• **AIM OF THE EXERCISE**
Edit everything from the row containing "brown work boot" down to the last row by replacing "ceiling light" with "floor lamp" and leaving all else unchanged. Return only those rows.

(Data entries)

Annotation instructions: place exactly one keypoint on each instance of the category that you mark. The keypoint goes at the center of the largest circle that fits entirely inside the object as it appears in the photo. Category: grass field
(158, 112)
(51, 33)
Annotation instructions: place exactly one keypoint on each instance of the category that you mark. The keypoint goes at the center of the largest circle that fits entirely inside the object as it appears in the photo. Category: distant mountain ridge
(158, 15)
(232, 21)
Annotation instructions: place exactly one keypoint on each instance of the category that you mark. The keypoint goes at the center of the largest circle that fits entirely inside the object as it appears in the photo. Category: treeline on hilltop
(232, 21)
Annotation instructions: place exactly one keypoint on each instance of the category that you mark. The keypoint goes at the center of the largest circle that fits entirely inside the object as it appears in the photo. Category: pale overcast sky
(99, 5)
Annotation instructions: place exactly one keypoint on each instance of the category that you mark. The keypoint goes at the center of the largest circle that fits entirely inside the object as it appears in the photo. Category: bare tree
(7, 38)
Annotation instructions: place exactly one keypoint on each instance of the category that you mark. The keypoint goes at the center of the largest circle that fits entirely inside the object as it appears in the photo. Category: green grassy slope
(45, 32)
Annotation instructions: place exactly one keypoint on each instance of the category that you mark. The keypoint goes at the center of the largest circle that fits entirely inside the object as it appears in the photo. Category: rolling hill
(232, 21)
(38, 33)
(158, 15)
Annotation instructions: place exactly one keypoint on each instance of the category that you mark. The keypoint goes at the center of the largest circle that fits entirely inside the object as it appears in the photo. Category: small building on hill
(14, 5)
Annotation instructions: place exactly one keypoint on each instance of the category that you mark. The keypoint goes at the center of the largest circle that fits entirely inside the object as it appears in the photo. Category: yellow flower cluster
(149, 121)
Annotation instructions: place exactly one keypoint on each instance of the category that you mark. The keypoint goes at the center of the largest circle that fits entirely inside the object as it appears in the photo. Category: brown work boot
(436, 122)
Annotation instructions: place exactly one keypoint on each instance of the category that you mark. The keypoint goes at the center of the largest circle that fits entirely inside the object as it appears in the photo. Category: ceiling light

• **EXPECTED ANSWER**
Annotation instructions: place exactly one keypoint on each instance of the category that you mark. The keypoint goes at the center of the largest circle that fits entirely inside the object as it appears in the photo. Category: brown work boot
(436, 122)
Annotation instructions: place exactly one keypoint on each instance of the category that you mark. The keypoint goes at the center of the largest circle that fits entirely inside the object as it appears in the photo. Category: floor lamp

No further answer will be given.